Extracted records:
# # # # # # #
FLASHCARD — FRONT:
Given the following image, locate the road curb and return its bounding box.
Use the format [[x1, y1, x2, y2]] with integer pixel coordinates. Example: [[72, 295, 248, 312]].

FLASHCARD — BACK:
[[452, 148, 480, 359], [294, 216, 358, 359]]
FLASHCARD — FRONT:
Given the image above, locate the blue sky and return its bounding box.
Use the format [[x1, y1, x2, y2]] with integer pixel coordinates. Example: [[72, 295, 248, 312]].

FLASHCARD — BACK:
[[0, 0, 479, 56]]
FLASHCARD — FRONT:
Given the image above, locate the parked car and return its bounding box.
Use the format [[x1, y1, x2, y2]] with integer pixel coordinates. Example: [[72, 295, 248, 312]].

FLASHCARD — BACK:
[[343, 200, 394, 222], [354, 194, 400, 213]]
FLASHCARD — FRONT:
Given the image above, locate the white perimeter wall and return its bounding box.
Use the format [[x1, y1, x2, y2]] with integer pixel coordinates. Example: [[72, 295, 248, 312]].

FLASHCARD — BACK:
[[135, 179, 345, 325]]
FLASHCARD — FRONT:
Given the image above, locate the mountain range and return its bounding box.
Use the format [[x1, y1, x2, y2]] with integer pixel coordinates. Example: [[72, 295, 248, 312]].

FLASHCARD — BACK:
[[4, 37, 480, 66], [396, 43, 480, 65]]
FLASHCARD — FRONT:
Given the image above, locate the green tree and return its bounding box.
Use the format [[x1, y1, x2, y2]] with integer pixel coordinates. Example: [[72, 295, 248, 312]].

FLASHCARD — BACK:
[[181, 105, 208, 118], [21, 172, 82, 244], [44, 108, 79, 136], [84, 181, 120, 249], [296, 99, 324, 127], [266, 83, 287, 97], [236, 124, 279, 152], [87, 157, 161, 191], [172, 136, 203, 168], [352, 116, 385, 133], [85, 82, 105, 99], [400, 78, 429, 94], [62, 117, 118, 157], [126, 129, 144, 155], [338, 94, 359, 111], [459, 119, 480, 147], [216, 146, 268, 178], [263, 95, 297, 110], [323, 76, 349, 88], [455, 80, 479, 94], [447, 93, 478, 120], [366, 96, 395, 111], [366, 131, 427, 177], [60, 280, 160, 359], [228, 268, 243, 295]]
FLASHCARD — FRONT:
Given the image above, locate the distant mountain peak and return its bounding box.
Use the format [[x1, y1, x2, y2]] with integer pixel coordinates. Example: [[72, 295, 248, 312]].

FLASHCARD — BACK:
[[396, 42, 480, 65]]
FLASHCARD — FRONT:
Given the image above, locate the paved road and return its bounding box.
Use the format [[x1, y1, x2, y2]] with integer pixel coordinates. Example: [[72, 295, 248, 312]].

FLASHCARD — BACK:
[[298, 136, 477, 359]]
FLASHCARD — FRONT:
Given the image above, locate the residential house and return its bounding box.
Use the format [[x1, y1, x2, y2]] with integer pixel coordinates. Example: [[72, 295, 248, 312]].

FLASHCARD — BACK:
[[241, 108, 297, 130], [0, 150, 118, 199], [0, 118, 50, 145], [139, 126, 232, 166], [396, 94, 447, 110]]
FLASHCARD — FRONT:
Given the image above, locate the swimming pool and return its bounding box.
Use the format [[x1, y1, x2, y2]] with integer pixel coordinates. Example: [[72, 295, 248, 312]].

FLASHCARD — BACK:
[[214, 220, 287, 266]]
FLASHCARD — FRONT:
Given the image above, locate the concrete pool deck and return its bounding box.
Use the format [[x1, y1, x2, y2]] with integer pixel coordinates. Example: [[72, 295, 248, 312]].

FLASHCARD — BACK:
# # # # # # #
### [WHAT IS REQUIRED]
Return the records in full. Omit nothing.

### [RESPONSE]
FLASHCARD — FRONT:
Given the following image, locate the road curb and return its bounding box.
Use the format [[x1, y1, x2, y2]] with integer pixel coordinates. Example: [[72, 295, 248, 312]].

FLASHCARD — BACK:
[[452, 148, 480, 359], [294, 216, 358, 359]]
FLASHCARD — FRONT:
Given the image above, locate the blue sky and return its bounding box.
Use the format [[x1, y1, x2, y2]] with integer pixel coordinates. Example: [[72, 295, 248, 312]].

FLASHCARD — BACK:
[[0, 0, 479, 56]]
FLASHCARD — FRONT:
Given the image above, locate the parked car and return its bounding box.
Use the format [[x1, y1, x2, y2]] with integer pixel coordinates. Example: [[72, 295, 248, 312]].

FLASHCARD — BACK:
[[343, 200, 394, 222], [354, 194, 400, 213]]
FLASHCARD — FRONT:
Given the image above, locate the white perimeter wall and return its bounding box.
Use the format [[x1, y1, x2, y2]] with integer pixel coordinates. Example: [[72, 295, 248, 312]].

FLASHCARD — BACK:
[[135, 179, 345, 325]]
FLASHCARD — FRONT:
Given the image above, locate the mountain range and return its bounding box.
Use the format [[x1, y1, x2, y2]] with integer pixel coordinates. Example: [[72, 295, 248, 312]].

FLASHCARD — BACK:
[[4, 37, 480, 66], [396, 43, 480, 65]]
FLASHCARD — FRONT:
Given the image above, locate the green tree and return its bounding box.
Use the format [[x1, y1, x2, y2]] with integer pixel coordinates. Example: [[72, 295, 248, 312]].

FLASHCARD — BACK:
[[181, 105, 208, 118], [21, 172, 82, 244], [44, 108, 79, 136], [84, 181, 120, 249], [296, 99, 324, 127], [266, 83, 287, 97], [236, 124, 279, 152], [87, 157, 161, 191], [172, 136, 203, 168], [352, 116, 385, 133], [85, 82, 105, 99], [400, 78, 429, 94], [62, 117, 118, 157], [126, 129, 144, 155], [338, 94, 359, 111], [459, 119, 480, 147], [216, 146, 268, 178], [263, 95, 297, 110], [323, 76, 349, 88], [455, 80, 479, 94], [447, 93, 478, 120], [366, 96, 395, 111], [366, 131, 427, 177], [60, 280, 160, 359], [228, 268, 243, 295]]
FLASHCARD — FRONT:
Given the image above, locate the distant mountain peak and return its bounding box.
Use the format [[x1, y1, x2, y2]] with integer pixel coordinates. Example: [[72, 295, 248, 312]].

FLASHCARD — BACK:
[[396, 42, 480, 65]]
FLASHCARD — FRONT:
Given the image above, locate the paved road and return its bounding box.
Use the format [[x1, y1, x2, y2]] with integer pixel coordinates. Example: [[72, 295, 248, 312]].

FLASHCARD — BACK:
[[298, 136, 477, 359]]
FLASHCARD — FRONT:
Given the image above, locate the residential house and return its bounding box.
Use the format [[x1, y1, x2, y2]] with integer pixel coordinates. Example: [[72, 295, 248, 312]].

FLASHCARD — BACK:
[[241, 108, 297, 130], [0, 150, 118, 199], [0, 118, 50, 145], [139, 126, 232, 166], [396, 94, 447, 110]]
FLASHCARD — FRONT:
Given the image above, locate the swimming pool and return its bounding box.
Use the format [[x1, y1, x2, y2]] with integer pixel coordinates. Example: [[72, 295, 248, 312]].

FLASHCARD — BACK:
[[214, 220, 287, 266]]
FLASHCARD — FRONT:
Given the image above, locate the concrete pool deck and return its bounding box.
Use the format [[x1, y1, x2, y2]] with integer pixel coordinates. Example: [[72, 295, 248, 312]].

FLASHCARD — BACK:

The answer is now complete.